-------- Data extract --------
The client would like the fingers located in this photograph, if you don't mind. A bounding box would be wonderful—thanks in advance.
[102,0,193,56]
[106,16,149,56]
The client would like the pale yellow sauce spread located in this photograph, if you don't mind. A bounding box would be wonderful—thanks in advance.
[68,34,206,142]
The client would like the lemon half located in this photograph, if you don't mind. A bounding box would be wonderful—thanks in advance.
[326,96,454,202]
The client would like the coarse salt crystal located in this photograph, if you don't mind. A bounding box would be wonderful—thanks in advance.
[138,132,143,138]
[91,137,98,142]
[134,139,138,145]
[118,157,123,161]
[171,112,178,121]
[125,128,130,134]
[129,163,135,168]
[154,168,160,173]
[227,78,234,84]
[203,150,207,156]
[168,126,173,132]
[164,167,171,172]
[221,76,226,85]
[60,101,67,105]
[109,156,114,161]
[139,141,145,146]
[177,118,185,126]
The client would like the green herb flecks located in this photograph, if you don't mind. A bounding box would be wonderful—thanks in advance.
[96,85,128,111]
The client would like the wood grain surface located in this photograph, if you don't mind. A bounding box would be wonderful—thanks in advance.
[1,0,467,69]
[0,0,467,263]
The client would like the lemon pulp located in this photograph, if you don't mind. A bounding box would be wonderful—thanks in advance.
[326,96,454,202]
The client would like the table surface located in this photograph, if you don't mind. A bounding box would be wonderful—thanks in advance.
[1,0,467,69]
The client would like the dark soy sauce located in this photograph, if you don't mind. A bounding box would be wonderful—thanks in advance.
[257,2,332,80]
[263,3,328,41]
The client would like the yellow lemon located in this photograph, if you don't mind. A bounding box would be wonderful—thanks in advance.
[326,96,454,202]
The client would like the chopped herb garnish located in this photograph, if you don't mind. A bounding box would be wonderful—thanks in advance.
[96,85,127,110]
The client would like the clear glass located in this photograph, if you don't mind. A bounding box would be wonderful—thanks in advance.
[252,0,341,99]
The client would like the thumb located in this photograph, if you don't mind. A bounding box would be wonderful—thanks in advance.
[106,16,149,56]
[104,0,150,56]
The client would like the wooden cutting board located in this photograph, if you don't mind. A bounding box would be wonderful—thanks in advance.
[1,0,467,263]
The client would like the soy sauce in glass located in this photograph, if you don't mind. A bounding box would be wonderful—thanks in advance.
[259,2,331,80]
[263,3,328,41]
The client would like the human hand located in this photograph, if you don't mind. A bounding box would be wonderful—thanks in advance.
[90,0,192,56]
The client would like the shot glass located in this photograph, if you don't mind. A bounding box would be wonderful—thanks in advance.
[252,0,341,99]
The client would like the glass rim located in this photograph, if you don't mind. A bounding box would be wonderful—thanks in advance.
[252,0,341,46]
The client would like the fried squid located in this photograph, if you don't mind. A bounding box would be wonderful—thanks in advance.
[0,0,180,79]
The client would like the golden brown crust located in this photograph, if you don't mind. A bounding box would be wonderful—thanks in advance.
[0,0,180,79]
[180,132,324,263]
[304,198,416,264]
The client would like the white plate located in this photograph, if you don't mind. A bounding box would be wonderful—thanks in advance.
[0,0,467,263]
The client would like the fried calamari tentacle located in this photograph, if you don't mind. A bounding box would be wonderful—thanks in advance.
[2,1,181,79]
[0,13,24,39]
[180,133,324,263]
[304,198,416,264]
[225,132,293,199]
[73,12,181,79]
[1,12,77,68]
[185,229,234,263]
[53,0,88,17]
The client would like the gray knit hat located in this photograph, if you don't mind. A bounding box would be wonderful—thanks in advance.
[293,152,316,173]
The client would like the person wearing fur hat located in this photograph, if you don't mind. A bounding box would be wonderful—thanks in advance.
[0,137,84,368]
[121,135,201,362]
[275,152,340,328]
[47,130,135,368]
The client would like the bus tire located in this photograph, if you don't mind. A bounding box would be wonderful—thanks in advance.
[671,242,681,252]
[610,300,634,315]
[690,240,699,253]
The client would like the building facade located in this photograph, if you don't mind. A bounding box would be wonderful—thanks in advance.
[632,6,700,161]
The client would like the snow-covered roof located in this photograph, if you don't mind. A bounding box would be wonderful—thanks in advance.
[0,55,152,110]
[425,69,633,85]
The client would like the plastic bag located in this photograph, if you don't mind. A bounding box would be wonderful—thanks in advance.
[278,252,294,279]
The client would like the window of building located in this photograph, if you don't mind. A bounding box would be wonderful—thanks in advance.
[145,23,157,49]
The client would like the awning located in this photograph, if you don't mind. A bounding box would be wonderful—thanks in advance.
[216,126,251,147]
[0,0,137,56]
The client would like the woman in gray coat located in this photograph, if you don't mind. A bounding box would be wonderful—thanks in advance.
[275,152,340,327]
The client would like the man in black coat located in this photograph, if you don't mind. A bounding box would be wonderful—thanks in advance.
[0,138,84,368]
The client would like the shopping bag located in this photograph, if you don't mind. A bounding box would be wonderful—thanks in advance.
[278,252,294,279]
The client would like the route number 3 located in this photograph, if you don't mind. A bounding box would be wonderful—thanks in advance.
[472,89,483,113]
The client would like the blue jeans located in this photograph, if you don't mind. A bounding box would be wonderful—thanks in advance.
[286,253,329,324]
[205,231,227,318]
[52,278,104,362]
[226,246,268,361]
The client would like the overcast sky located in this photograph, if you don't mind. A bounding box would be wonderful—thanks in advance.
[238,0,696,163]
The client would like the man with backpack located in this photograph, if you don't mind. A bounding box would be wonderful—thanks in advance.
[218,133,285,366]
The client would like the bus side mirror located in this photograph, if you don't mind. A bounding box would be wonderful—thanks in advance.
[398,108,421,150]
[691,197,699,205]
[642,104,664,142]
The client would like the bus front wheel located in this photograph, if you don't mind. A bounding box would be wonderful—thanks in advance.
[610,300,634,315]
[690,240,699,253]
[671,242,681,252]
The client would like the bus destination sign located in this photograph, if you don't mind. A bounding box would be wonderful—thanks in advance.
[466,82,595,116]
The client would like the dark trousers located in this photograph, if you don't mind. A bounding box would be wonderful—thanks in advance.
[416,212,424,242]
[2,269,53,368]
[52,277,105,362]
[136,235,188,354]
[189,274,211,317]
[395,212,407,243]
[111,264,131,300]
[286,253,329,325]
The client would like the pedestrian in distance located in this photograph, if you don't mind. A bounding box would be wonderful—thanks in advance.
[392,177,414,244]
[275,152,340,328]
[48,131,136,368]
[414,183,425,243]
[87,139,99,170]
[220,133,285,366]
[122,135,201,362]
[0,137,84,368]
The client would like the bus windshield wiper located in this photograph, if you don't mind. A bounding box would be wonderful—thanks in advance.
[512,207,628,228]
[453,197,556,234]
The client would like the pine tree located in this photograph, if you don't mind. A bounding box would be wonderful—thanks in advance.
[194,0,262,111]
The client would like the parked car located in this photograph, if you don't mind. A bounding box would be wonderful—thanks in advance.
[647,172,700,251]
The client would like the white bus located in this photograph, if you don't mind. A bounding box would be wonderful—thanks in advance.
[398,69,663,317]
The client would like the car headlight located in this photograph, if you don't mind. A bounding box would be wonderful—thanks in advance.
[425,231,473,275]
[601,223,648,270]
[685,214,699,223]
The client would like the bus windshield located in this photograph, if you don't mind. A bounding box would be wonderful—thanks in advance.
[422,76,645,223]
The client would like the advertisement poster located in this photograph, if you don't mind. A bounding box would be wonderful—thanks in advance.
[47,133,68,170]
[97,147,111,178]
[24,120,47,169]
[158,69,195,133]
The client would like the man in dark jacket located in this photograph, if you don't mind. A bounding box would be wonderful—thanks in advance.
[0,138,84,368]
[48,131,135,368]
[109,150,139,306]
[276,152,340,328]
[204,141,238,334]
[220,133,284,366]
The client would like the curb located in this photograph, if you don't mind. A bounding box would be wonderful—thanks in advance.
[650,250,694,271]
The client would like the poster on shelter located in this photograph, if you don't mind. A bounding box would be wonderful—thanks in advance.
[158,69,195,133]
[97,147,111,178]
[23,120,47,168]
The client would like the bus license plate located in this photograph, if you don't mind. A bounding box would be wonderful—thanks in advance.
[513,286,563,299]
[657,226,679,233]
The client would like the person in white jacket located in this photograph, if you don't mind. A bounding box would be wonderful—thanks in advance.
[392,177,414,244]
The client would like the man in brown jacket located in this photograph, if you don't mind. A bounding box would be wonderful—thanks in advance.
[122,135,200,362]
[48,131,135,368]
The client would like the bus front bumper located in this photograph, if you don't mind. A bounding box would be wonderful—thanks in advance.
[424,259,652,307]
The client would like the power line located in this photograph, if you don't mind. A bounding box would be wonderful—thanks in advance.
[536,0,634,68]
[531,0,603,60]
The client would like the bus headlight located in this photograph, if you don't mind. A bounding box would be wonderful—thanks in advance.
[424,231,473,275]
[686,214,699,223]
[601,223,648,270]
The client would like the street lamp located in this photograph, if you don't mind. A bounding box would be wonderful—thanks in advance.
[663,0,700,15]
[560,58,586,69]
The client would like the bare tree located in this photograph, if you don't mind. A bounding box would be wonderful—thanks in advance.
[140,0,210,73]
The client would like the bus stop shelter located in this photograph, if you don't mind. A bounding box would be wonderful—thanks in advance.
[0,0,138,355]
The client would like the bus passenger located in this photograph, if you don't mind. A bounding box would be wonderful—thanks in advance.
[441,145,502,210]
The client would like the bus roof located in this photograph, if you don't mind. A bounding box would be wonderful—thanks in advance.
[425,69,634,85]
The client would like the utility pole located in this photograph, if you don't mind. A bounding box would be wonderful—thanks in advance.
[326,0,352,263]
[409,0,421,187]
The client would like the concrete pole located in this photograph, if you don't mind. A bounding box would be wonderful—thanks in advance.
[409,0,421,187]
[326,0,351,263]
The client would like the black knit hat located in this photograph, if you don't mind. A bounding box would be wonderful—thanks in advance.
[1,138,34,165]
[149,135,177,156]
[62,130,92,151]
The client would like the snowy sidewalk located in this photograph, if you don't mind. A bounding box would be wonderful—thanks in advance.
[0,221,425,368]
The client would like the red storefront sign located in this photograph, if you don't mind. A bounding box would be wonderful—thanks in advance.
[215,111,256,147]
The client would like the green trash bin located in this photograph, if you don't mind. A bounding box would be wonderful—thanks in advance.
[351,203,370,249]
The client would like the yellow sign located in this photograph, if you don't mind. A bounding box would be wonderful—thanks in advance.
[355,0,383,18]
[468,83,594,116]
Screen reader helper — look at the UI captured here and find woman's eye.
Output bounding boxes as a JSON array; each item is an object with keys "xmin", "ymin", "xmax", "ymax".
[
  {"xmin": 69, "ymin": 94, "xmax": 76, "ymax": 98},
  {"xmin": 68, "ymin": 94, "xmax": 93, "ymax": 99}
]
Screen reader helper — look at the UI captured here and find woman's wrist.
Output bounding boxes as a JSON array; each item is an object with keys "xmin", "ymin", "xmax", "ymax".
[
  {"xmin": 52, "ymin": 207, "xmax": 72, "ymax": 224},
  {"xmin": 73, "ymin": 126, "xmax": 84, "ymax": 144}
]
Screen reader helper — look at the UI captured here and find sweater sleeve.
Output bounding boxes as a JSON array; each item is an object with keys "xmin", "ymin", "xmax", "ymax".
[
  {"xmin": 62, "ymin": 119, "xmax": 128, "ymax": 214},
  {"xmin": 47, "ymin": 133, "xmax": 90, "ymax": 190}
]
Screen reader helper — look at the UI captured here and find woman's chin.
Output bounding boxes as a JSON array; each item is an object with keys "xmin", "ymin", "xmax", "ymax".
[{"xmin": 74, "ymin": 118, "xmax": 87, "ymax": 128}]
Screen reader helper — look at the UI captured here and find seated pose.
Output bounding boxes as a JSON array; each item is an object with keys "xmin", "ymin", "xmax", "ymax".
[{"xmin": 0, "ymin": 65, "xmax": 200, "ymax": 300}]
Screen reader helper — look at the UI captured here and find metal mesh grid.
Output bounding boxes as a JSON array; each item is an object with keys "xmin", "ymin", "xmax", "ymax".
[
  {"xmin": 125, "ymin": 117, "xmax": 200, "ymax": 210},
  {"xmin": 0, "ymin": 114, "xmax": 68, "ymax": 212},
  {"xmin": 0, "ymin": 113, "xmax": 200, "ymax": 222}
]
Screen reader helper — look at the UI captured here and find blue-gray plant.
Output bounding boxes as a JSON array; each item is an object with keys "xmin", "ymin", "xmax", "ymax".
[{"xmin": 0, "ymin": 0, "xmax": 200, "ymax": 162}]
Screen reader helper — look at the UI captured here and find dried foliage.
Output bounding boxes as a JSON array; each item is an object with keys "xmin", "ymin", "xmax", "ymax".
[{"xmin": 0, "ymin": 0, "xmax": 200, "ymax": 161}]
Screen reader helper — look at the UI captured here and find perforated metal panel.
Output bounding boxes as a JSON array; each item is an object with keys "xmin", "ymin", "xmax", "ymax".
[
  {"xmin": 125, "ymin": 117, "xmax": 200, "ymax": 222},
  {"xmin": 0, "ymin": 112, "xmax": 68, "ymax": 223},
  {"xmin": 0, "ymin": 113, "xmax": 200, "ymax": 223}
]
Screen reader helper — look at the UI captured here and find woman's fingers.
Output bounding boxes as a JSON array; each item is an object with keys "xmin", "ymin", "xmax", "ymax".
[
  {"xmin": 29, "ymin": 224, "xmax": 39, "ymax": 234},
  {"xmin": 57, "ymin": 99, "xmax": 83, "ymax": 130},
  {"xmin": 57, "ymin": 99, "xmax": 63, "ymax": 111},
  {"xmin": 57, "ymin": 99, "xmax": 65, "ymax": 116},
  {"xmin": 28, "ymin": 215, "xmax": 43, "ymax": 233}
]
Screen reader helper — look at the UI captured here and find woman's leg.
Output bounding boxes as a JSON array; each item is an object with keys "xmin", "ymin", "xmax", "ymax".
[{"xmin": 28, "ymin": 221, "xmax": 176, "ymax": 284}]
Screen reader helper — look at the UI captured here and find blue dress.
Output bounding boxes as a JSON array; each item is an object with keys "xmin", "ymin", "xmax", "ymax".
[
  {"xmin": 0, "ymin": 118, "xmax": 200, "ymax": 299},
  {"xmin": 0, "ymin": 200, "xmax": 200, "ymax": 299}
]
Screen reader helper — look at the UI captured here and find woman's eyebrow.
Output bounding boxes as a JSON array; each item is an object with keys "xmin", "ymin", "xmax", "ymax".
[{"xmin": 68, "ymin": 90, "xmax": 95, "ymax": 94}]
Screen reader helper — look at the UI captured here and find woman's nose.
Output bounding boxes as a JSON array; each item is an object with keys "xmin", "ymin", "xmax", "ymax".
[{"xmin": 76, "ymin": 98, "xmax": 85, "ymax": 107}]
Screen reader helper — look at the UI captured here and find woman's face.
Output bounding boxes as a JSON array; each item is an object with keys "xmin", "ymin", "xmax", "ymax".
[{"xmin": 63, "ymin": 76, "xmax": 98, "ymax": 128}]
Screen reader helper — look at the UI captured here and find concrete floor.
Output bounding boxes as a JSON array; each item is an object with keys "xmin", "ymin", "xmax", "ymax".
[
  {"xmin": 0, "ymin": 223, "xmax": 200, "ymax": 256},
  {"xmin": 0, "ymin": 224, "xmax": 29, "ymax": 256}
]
--------
Above are records; repeat only the lines starting at the line with "find woman's fingers." and ending at the line with "find woman's nose.", exactly as they appear, both included.

** Output of the task **
Screen reader helper — look at the UI captured here and find woman's fingers.
Output bounding boxes as a JSON array; each item is an object with keys "xmin", "ymin", "xmax", "ymax".
[
  {"xmin": 29, "ymin": 224, "xmax": 39, "ymax": 234},
  {"xmin": 57, "ymin": 99, "xmax": 83, "ymax": 130},
  {"xmin": 57, "ymin": 99, "xmax": 63, "ymax": 111},
  {"xmin": 57, "ymin": 99, "xmax": 65, "ymax": 116},
  {"xmin": 28, "ymin": 215, "xmax": 43, "ymax": 233}
]
Screen reader helper — look at the UI captured here and find woman's leg.
Output bounding boxes as a JSON array; each item is an object with keys "xmin", "ymin", "xmax", "ymax".
[{"xmin": 28, "ymin": 221, "xmax": 176, "ymax": 284}]
Screen reader helper — look at the UI captured here and find blue dress.
Output bounding boxes as a JSON array; each item is an object with keys "xmin", "ymin", "xmax", "ymax".
[
  {"xmin": 0, "ymin": 118, "xmax": 200, "ymax": 299},
  {"xmin": 0, "ymin": 200, "xmax": 200, "ymax": 299}
]
Screen reader helper — look at the UI captured here and find woman's eyebrow.
Output bounding boxes as a JSON array; each item is an object with keys "xmin", "ymin", "xmax", "ymax".
[{"xmin": 68, "ymin": 90, "xmax": 95, "ymax": 94}]
Screen reader helper — look at the UI captured here and find woman's nose.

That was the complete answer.